─── PAGE EXCERPT ───
Despite what Mayor Bill De Blasio has said, New York City cops are still arresting thousands of people for simple marijuana crimes and the trend doesn’t seem to be slowing. Now, after what his family claims was improper medical attention by prison staff, a 25 year old man is dead after winding up in jail thanks to one singular joint.

According to the New York Post, Wayne Henderson had already spent 6 of his 7 adult years behind bars for an assault committed in 2010, but was sent back to Rikers Island after police arrested Henderson on a parole violation when they confronted the young black man smoking a joint last month. Before he could make it to his final lock-up, though, the schizophrenic Henderson was beaten by a guard at the Hart’s Island detention center, leaving him bound to a wheelchair and to suffer from seizures.

After repeated attempts to get her son the medical help he so desperately needed, Henderson’s mother, who was in contact with a fellow inmate and friend of her son, told the Post that her son died after being refused more intensive medical treatment by prison staff. She says the other inmate, and not anyone associated with the staff of Rikers Island, was the one who first informed her of her son’s death.
─── ENTRIES SUPPLIED ───
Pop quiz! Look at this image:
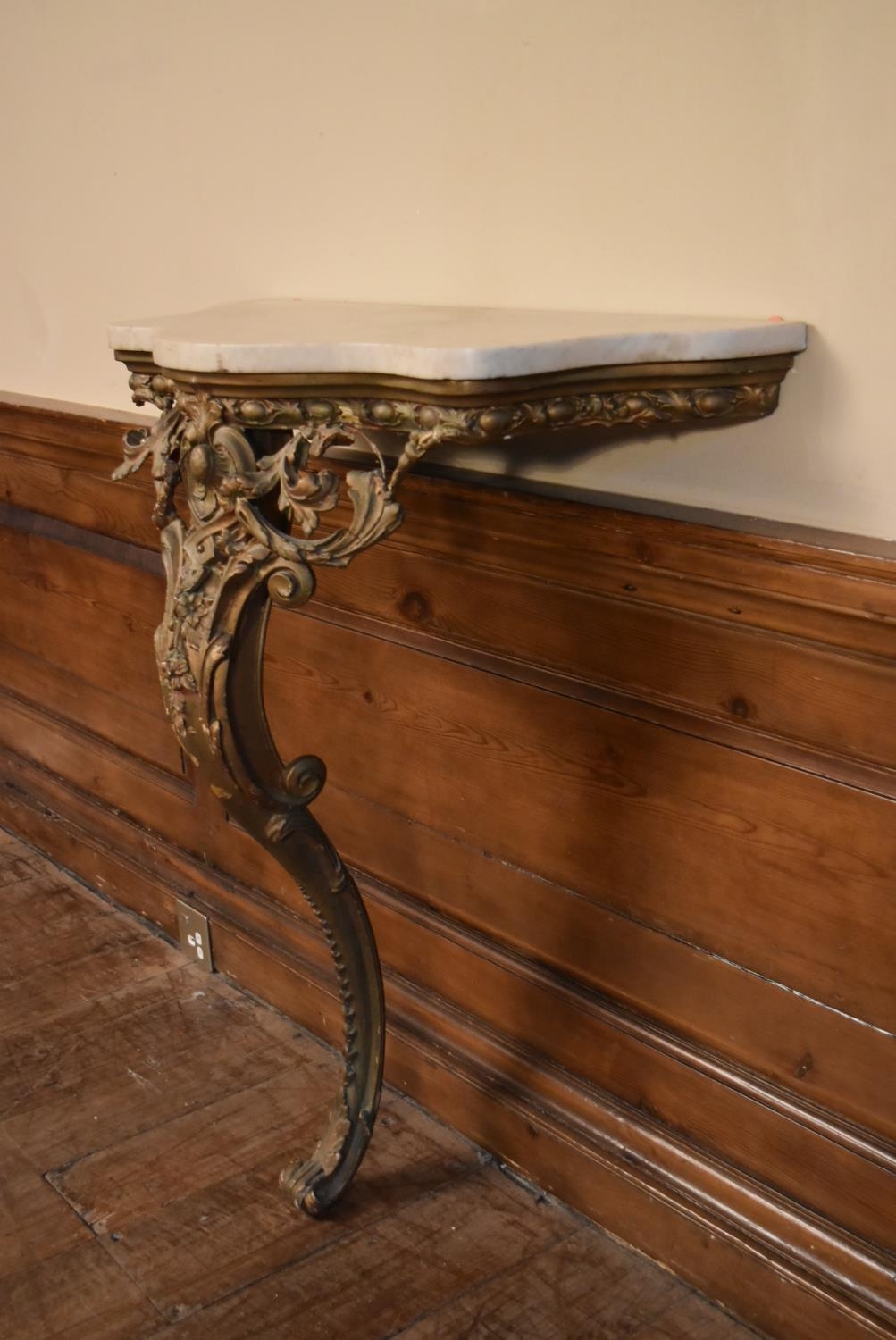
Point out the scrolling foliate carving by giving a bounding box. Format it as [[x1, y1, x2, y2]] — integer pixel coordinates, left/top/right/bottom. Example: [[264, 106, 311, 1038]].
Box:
[[113, 364, 783, 1214], [115, 378, 412, 1214]]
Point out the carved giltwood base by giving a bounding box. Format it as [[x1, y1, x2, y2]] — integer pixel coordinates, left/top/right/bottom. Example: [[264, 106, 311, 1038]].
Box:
[[115, 356, 791, 1214]]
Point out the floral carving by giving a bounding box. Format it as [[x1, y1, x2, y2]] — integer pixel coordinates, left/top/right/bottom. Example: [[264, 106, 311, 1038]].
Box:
[[113, 361, 778, 1214]]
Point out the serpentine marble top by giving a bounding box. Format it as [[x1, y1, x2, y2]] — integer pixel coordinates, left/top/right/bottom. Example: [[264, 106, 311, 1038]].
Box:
[[108, 299, 807, 381]]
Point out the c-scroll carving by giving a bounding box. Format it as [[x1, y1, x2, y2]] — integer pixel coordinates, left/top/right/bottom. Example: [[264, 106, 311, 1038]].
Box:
[[115, 378, 415, 1214]]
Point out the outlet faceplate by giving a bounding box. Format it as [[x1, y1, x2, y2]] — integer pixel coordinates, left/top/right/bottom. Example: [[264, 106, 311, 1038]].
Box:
[[177, 900, 214, 973]]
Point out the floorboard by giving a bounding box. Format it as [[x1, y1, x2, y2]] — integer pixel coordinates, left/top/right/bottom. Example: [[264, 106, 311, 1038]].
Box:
[[0, 833, 754, 1340]]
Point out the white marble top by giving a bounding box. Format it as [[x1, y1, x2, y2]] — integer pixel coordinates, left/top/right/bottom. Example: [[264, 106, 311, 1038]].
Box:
[[108, 299, 807, 381]]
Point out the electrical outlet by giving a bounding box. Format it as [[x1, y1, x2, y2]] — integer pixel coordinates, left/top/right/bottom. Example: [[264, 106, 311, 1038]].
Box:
[[177, 900, 214, 973]]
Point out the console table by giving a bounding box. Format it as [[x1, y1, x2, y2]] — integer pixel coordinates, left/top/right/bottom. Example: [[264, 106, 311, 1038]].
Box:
[[110, 300, 807, 1214]]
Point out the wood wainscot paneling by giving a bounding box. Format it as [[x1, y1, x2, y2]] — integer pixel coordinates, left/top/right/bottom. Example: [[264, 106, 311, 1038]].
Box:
[[0, 405, 896, 1340]]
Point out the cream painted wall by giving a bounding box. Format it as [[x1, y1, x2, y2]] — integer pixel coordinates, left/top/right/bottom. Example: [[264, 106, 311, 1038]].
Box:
[[0, 0, 896, 538]]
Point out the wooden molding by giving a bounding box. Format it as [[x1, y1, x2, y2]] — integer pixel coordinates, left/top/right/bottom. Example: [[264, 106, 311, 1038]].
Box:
[[0, 405, 896, 1340]]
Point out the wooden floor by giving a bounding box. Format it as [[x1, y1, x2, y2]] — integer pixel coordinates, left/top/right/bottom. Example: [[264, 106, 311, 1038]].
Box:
[[0, 831, 753, 1340]]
───
ACTIVITIES —
A. Answer these questions using the article on Wayne Henderson's death:
(i) How old was Henderson when he died?
(ii) At which facility was Henderson beaten by a guard?
(iii) According to his mother, who first told her that her son had died?
B. Proceed with the article on Wayne Henderson's death, picking up after its final sentence.

ANSWERS FOR EACH ITEM —
A.
(i) 25
(ii) The Hart's Island detention center
(iii) A fellow inmate and friend of her son, not anyone on the Rikers Island staff

B.
“I called the jail plenty times and said, ‘You don’t have a hold on this with the seizures.’ It fell on deaf ears. They never took care of him,” Wayne’s mother, Chris Henderson, said. Adding, “I don’t know where my son’s body is. I don’t know where they took him. When my son left that building, he left in a body bag yesterday. This is not even human, people don’t even treat animals [like this].”

The Department of Corrections stated earlier this week that it had not received any request for medical attention over the weekend. At Rikers Island, inmate care is the responsibility of the city’s Health and Hospitals Corporation, and not the DOC, who claim that an investigation into Henderson’s death is ongoing.

In a recent New York Daily News story about the persistent cannabis-related arrests in a city that has supposedly decriminalized the drug, a lawyer from NYC’s legal aid society spoke to the work that still needs to be done in making sure deaths like Henderson’s are prevented.

“At a minimum, what these numbers are saying is that despite some good effort to reduce the number of people who have marijuana charges coming through the criminal justice system.” Tina Luongo, who runs Legal Aid’s criminal practice, said, “We still have a bit of a way to go.”

Hopefully Henderson’s barbaric and unjustified death can be a catalyst for some real change in New York City’s severely broken criminal justice system.